* _Task A_:
Using the Jeremy Inkel biography, copy the words word for word, starting at "2008 and 2009" and ending at "Spring of 2010.".
* _Task B_:
According to the Jeremy Inkel biography, which label released the Left Spine Down EP Smartbomb?

## START Supplied passage

Jeremy Michel Neville Inkel (8 February 1983 – 11 January 2018) was a Canadian electronic musician based in Vancouver. He was best known as a keyboard player and programmer for Left Spine Down and electro-industrial band Front Line Assembly as well as producing tracks for various well known musicians worldwide. He began his work with Left spine Down in 2003 when he replaced original member Frank Valoczy. He was invited into Front Line Assembly in 2005 and made his first contributions to their 2006 album Artificial Soldier. He also made contributions to Front Line Assembly side-projects Noise Unit and Delerium. Inkel died from complications with asthma at the age of 34 on January 11, 2018.

Career
By 2003, Inkel co-founded Left Spine Down with kAINE D3L4Y and Matt Girvan. Their like-mindedness for punk rock and electronic music brought them together, performing as headliners as well as openers for touring acts in Vancouver. After beginning work on LSD's first album, Fighting for Voltage with Chris Peterson, Inkel was welcomed into Front Line Assembly in 2005. He co-wrote and -produced the full-length album Artificial Soldier (released in 2006). FLA then brought Inkel (as well as LSD alumni Jared Slingerland) on tour to promote the Artificial Soldier album. They quickly followed up with the remix album Fallout, touring worldwide for two years with the group, and co-headlining various festivals such as Mera Luna, Summer Darkness, and Amphi Festival (featuring notable acts such as Nitzer Ebb, Bauhaus, Apoptygma Berzerk, Bloc Party, VNV Nation, The Killers and others).

He was also in the lineup for FLA to play in Russia for the first time. It was during these tours with FLA that Inkel was able to introduce the world to his other band, Left Spine Down, via the means of their Smartbomb EP released on the Synthetic Sounds label.

2008 and 2009 saw Inkel and Left Spine Down open for acts such as The Genitorturers, ohGr, The Birthday Massacre, and the Revolting Cocks' North American Lubricatour (with Jim Rose, Blownload and Left Spine Down as guests). It was then when Inkel began working with 16volt's Eric Powell, providing his services on their new album American Porn Songs ("To Hell") and coordinating LSD's appearance on the North American MIDI GHETTO TOUR, which consisted of thirty-three performances with 16volt and Chemlab in Spring of 2010.

## END Supplied passage
## START Supplied material

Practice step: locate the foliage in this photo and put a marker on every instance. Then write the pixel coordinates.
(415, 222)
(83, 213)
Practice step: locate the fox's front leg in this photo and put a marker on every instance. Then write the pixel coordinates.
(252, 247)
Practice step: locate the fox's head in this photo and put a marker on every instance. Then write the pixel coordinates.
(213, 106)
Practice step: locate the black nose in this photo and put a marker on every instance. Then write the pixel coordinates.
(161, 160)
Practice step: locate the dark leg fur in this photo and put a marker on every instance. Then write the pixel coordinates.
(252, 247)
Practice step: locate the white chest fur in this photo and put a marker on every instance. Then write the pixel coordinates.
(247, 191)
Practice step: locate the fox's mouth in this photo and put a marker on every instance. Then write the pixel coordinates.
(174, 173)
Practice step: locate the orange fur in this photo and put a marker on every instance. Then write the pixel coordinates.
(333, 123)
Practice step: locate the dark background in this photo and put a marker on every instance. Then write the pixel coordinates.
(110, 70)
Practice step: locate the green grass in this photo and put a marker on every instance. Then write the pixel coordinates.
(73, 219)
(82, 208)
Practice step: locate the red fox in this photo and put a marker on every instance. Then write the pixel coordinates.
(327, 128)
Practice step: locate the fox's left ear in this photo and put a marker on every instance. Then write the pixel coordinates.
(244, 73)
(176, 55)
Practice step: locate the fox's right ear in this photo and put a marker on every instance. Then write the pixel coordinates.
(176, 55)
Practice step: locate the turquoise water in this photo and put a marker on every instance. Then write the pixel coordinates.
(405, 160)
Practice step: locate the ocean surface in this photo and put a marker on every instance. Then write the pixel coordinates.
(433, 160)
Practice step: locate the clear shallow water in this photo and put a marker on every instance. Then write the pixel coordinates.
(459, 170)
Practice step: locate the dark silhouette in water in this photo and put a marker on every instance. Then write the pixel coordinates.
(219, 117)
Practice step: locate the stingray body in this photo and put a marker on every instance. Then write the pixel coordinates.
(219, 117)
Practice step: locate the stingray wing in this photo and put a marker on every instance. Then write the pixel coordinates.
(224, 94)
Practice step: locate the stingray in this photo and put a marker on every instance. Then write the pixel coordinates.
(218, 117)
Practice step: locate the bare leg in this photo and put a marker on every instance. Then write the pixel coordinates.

## END Supplied material

* _Full output A_:
2008 and 2009 saw Inkel and Left Spine Down open for acts such as The Genitorturers, ohGr, The Birthday Massacre, and the Revolting Cocks' North American Lubricatour (with Jim Rose, Blownload and Left Spine Down as guests). It was then when Inkel began working with 16volt's Eric Powell, providing his services on their new album American Porn Songs ("To Hell") and coordinating LSD's appearance on the North American MIDI GHETTO TOUR, which consisted of thirty-three performances with 16volt and Chemlab in Spring of 2010.

* _Full output B_:
Synthetic Sounds